[Rows from a segmentation dataset]
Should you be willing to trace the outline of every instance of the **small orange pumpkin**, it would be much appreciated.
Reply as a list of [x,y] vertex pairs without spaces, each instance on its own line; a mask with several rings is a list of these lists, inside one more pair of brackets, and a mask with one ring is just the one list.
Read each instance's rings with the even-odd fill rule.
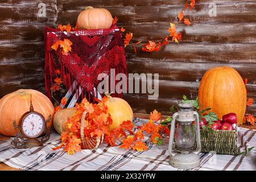
[[71,118],[77,110],[76,107],[60,109],[53,117],[53,126],[60,135],[67,131],[65,123]]
[[77,17],[79,28],[88,30],[109,28],[112,24],[111,13],[106,9],[87,6]]
[[30,94],[34,110],[51,121],[47,126],[52,123],[55,113],[54,107],[49,98],[40,92],[32,89],[19,89],[5,96],[0,100],[0,133],[7,136],[15,136],[18,130],[15,130],[13,122],[19,121],[22,115],[30,110]]
[[242,124],[247,93],[242,77],[233,68],[220,67],[207,71],[201,81],[198,96],[201,110],[212,108],[220,119],[234,113],[238,124]]
[[123,121],[127,120],[133,121],[133,110],[128,102],[124,100],[110,97],[106,102],[106,105],[108,106],[108,113],[110,114],[112,118],[112,125],[109,126],[111,130],[118,127]]

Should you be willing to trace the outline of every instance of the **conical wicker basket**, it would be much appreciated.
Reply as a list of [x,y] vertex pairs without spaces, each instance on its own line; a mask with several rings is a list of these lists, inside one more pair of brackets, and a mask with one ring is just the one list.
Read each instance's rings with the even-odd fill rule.
[[201,131],[202,152],[215,151],[217,154],[236,155],[239,152],[237,147],[237,131],[216,130],[212,133]]

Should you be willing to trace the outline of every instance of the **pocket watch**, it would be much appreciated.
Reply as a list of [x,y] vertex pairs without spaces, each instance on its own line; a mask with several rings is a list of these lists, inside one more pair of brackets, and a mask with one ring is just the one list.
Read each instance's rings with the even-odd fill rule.
[[49,138],[51,130],[47,124],[50,120],[51,115],[46,121],[42,114],[34,110],[31,95],[30,110],[22,115],[18,125],[15,121],[13,122],[14,127],[18,129],[18,132],[11,143],[17,148],[42,146]]

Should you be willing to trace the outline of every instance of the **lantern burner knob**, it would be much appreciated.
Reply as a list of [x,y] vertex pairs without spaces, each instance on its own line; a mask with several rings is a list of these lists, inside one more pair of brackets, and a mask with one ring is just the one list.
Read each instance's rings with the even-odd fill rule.
[[180,110],[181,111],[189,111],[193,110],[193,106],[191,104],[180,103],[179,104]]

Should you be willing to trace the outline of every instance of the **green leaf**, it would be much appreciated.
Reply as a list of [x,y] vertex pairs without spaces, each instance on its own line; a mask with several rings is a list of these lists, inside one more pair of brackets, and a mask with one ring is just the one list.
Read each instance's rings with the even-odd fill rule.
[[215,123],[214,122],[213,122],[213,121],[209,121],[209,122],[208,122],[208,125],[213,125],[214,123]]
[[172,113],[175,113],[177,111],[177,109],[176,108],[176,107],[174,105],[171,106],[171,107],[170,107],[170,111]]
[[203,113],[204,113],[204,112],[205,112],[205,110],[202,110],[201,111],[201,112],[200,112],[200,113],[201,114],[203,114]]
[[208,122],[218,120],[217,114],[213,112],[210,112],[208,114],[204,115],[203,117]]
[[172,118],[171,118],[171,117],[168,117],[168,118],[166,118],[166,120],[167,121],[168,121],[168,122],[170,122],[172,121]]
[[250,147],[249,148],[248,148],[248,151],[250,152],[251,150],[253,150],[253,148],[254,148],[254,147]]

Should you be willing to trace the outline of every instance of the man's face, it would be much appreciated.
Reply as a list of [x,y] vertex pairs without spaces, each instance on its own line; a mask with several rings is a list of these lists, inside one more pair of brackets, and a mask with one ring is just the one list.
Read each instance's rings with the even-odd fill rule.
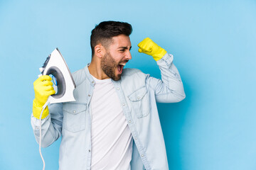
[[120,79],[125,64],[132,59],[131,48],[129,36],[119,35],[112,38],[100,62],[102,69],[107,76],[114,81]]

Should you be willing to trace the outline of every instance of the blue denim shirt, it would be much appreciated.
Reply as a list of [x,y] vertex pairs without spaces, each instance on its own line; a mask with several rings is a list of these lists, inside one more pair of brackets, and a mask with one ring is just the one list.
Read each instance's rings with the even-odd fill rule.
[[[120,80],[112,80],[133,137],[132,170],[169,169],[156,102],[178,102],[185,94],[173,55],[166,53],[157,64],[161,79],[137,69],[124,69]],[[59,169],[90,169],[90,100],[95,82],[87,67],[73,76],[77,86],[76,101],[48,106],[50,114],[42,120],[42,147],[49,146],[62,136]],[[33,114],[31,125],[38,142],[39,120]]]

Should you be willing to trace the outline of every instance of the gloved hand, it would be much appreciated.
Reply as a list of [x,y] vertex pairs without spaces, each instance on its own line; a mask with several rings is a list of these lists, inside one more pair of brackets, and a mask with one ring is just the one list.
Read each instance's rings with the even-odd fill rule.
[[149,38],[144,39],[138,44],[138,47],[139,52],[143,52],[152,56],[156,61],[161,59],[167,52],[164,48],[161,48]]
[[[35,118],[39,119],[42,111],[43,106],[46,103],[48,97],[55,94],[52,79],[48,75],[41,76],[33,82],[35,91],[35,99],[33,101],[33,115]],[[43,110],[41,118],[46,118],[49,114],[48,106]]]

**Exercise directions:**
Reproduce every one of the rows above word for word, leaving out the pictures.

**Exercise result:**
Should you be willing to trace the outline of every instance of the **small orange pumpkin**, it would be much appreciated.
Reply as a list of [x,y] vertex pairs without spaces, each instance on its own line; a mask with several rings is a list of these lists, inside one more pair of brackets, and a mask with one ring is just the one list.
Read each instance's rings with the even-odd fill rule.
[[71,118],[77,110],[76,107],[60,109],[53,117],[53,126],[60,135],[67,131],[65,123]]
[[77,17],[79,28],[88,30],[109,28],[112,24],[111,13],[106,9],[87,6]]
[[30,94],[34,110],[51,121],[47,126],[52,123],[55,113],[54,107],[49,98],[40,92],[32,89],[19,89],[5,96],[0,100],[0,133],[7,136],[15,136],[18,130],[15,130],[13,122],[19,121],[22,115],[30,110]]
[[242,124],[247,93],[242,77],[233,68],[220,67],[207,71],[201,81],[198,96],[201,110],[212,108],[220,119],[234,113],[238,124]]
[[123,121],[127,120],[133,121],[133,110],[128,102],[124,100],[110,97],[106,102],[106,105],[108,106],[108,113],[110,114],[112,118],[112,125],[109,126],[111,130],[118,127]]

Should you be willing to trace the outline of every instance of the **conical wicker basket**, it would be much appreciated.
Reply as a list of [x,y] vertex pairs without spaces, each instance on its own line; a mask with several rings is a list of these lists, inside one more pair of brackets, and a mask with one ring is just the one list.
Read each instance's rings with the even-odd fill rule.
[[201,131],[202,152],[215,151],[217,154],[236,155],[239,152],[237,147],[237,131],[216,130],[212,133]]

Should you be willing to trace the outline of every instance of the **pocket watch**, it would be much appreciated.
Reply as a list of [x,y] vertex pairs without spaces, each instance on its own line; a mask with several rings is a list of these lists, inside one more pair of brackets, and a mask with one ring is just the one list.
Read each instance's rings with the even-odd fill rule.
[[49,138],[51,130],[47,124],[50,120],[51,115],[46,121],[42,114],[34,110],[31,95],[30,110],[22,115],[18,125],[15,121],[13,122],[14,127],[18,129],[18,132],[11,143],[17,148],[42,146]]

Should you be willing to trace the outline of every instance of the **lantern burner knob**, it would be much appreciated.
Reply as a list of [x,y] vertex pairs without spaces, each instance on its own line; a mask with several rings is a list of these lists, inside one more pair of brackets, and a mask with one ring is just the one list.
Read each instance's rings with the even-odd fill rule.
[[180,110],[181,111],[189,111],[193,110],[193,106],[191,104],[180,103],[179,104]]

Should you be willing to trace the outline of every instance of the **green leaf**, it would be much appreciated.
Reply as a list of [x,y] vertex pairs without spaces, each instance on its own line; a mask with several rings is a list of these lists, inside one more pair of brackets, and a mask with one ring is just the one list.
Read each instance's rings with the even-odd fill rule.
[[215,123],[214,122],[213,122],[213,121],[209,121],[209,122],[208,122],[208,125],[213,125],[214,123]]
[[172,113],[175,113],[177,111],[177,109],[176,108],[176,107],[174,105],[171,106],[171,107],[170,107],[170,111]]
[[203,113],[204,113],[204,112],[205,112],[205,110],[202,110],[201,111],[201,112],[200,112],[200,113],[201,114],[203,114]]
[[208,122],[218,120],[217,114],[213,112],[210,112],[208,114],[204,115],[203,117]]
[[172,118],[171,118],[171,117],[168,117],[168,118],[166,118],[166,120],[167,121],[168,121],[168,122],[170,122],[172,121]]
[[250,147],[249,148],[248,148],[248,151],[250,152],[251,150],[253,150],[253,148],[254,148],[254,147]]

Should you be willing to trace the outline of every instance of the man's face, it would be much appreciated.
Reply as a list of [x,y] vertex pairs without spaces, each instance on its own line; a mask with several rings is a list of these lists, inside one more pair of brackets, and a mask with one ring is just the one list.
Read each instance's rings with the even-odd fill rule.
[[120,79],[125,64],[132,59],[131,48],[129,36],[119,35],[112,38],[100,62],[102,69],[107,76],[114,81]]

Should you be willing to trace the outline of every instance of the blue denim shirt, it would be much appreciated.
Reply as a list of [x,y] vertex pairs without spaces, each instance on its own line; a mask with several rings is a list of these lists, inside one more pair of brackets, and a mask with one ring is just the one list.
Read each instance's rings with the even-odd fill rule.
[[[120,80],[112,80],[133,137],[132,170],[169,169],[156,102],[178,102],[185,94],[173,55],[166,53],[157,64],[161,79],[137,69],[124,69]],[[59,169],[90,169],[90,100],[95,82],[87,67],[73,76],[77,86],[76,101],[48,106],[50,114],[42,120],[42,147],[49,146],[62,136]],[[33,114],[31,125],[38,142],[39,120]]]

Should you be willing to trace the outline of every instance of the gloved hand, it would be much appreciated.
Reply as a list of [x,y] vertex pairs without spaces, each instance on its own line; a mask with several rings is a list of these lists, inside one more pair of brackets, and a mask with one ring is just the one list.
Read each instance's rings with the even-odd fill rule.
[[149,38],[144,39],[138,44],[138,47],[139,52],[143,52],[152,56],[156,61],[161,59],[167,52],[164,48],[161,48]]
[[[35,118],[39,119],[42,111],[43,106],[46,103],[48,97],[55,94],[52,79],[48,75],[41,76],[33,82],[35,91],[35,99],[33,101],[33,115]],[[43,110],[41,118],[46,118],[49,114],[48,106]]]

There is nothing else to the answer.